→ PROBLEM DETAILS:
Give only the number of lines in these records that contain the word "road".

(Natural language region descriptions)
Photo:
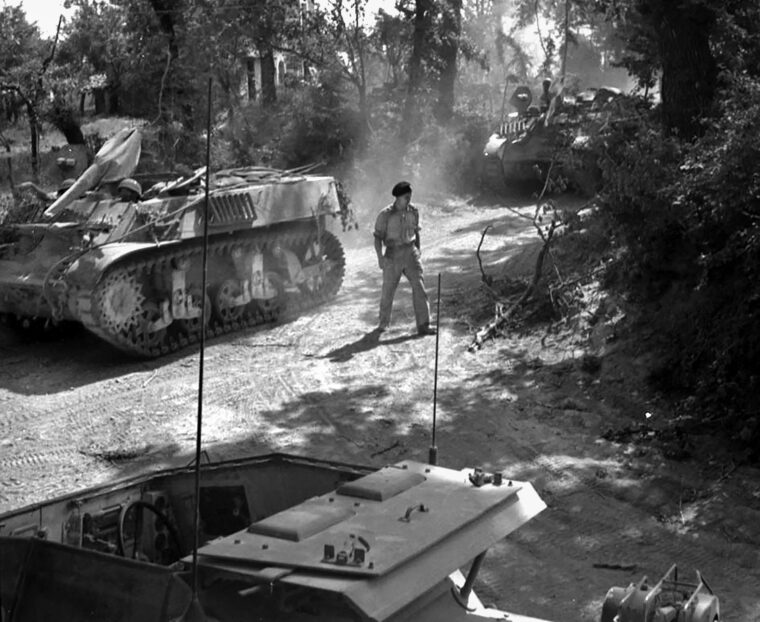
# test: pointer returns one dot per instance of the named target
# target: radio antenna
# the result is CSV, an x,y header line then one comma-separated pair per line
x,y
204,311
433,452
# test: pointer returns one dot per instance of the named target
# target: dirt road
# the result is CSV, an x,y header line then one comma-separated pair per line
x,y
74,413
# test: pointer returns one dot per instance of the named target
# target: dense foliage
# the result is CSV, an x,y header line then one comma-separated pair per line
x,y
684,218
416,93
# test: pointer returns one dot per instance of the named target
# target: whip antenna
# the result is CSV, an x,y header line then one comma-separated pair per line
x,y
433,452
199,419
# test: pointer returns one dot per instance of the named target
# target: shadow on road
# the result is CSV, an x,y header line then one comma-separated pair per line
x,y
366,342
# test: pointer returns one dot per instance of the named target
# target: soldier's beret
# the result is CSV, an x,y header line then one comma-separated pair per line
x,y
401,188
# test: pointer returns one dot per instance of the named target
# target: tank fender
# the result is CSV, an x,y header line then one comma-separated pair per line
x,y
706,609
87,270
611,604
494,146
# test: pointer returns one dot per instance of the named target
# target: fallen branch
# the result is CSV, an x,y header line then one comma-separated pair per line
x,y
487,279
504,315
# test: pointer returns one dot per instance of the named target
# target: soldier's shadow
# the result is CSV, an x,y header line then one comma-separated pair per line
x,y
366,342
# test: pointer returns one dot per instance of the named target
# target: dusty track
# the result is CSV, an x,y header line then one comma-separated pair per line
x,y
74,412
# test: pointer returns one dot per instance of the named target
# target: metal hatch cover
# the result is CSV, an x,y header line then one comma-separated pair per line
x,y
375,536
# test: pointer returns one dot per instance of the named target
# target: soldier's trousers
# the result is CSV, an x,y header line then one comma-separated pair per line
x,y
403,260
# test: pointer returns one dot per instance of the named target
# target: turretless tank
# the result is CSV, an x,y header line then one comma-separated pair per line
x,y
130,268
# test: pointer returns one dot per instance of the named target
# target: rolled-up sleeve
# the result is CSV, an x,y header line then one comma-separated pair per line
x,y
381,225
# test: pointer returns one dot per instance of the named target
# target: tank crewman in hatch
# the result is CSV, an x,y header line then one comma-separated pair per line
x,y
398,229
129,190
545,99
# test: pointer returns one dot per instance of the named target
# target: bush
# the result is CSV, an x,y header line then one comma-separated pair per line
x,y
688,216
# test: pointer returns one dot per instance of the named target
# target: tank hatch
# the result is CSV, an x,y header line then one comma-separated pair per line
x,y
371,526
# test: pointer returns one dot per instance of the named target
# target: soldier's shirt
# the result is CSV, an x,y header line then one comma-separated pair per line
x,y
396,226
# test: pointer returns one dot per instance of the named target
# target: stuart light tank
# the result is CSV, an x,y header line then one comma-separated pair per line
x,y
130,269
529,143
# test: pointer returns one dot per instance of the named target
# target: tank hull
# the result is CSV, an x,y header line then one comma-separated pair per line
x,y
280,538
133,273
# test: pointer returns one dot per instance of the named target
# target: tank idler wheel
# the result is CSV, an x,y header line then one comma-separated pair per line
x,y
272,307
121,302
224,302
328,280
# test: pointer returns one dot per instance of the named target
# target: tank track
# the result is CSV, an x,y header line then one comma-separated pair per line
x,y
492,174
121,309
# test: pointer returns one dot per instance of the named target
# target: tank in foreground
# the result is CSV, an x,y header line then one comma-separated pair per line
x,y
282,538
131,272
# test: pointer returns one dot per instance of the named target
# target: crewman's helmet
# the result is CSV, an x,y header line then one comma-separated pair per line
x,y
130,184
65,185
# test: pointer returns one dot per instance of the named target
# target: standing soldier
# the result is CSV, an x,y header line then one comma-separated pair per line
x,y
398,228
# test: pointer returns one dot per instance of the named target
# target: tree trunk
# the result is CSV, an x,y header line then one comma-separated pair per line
x,y
688,67
113,100
268,77
452,28
410,117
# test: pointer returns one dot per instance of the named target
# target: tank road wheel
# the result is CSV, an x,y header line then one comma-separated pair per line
x,y
272,306
124,313
192,325
225,305
145,334
325,265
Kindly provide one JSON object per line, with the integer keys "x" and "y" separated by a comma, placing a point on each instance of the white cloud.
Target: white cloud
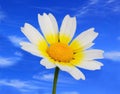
{"x": 25, "y": 87}
{"x": 114, "y": 55}
{"x": 44, "y": 77}
{"x": 97, "y": 7}
{"x": 72, "y": 92}
{"x": 18, "y": 54}
{"x": 5, "y": 62}
{"x": 16, "y": 40}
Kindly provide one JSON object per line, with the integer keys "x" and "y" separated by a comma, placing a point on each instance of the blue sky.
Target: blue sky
{"x": 21, "y": 73}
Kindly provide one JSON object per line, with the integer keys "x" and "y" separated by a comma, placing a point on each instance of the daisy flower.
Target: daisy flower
{"x": 58, "y": 49}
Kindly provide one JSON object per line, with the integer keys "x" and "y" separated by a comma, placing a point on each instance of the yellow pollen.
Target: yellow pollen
{"x": 60, "y": 52}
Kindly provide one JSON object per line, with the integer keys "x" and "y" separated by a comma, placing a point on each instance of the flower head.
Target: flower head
{"x": 57, "y": 48}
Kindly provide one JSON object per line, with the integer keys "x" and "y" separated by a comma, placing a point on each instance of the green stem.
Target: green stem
{"x": 55, "y": 80}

→ ANSWER BOX:
3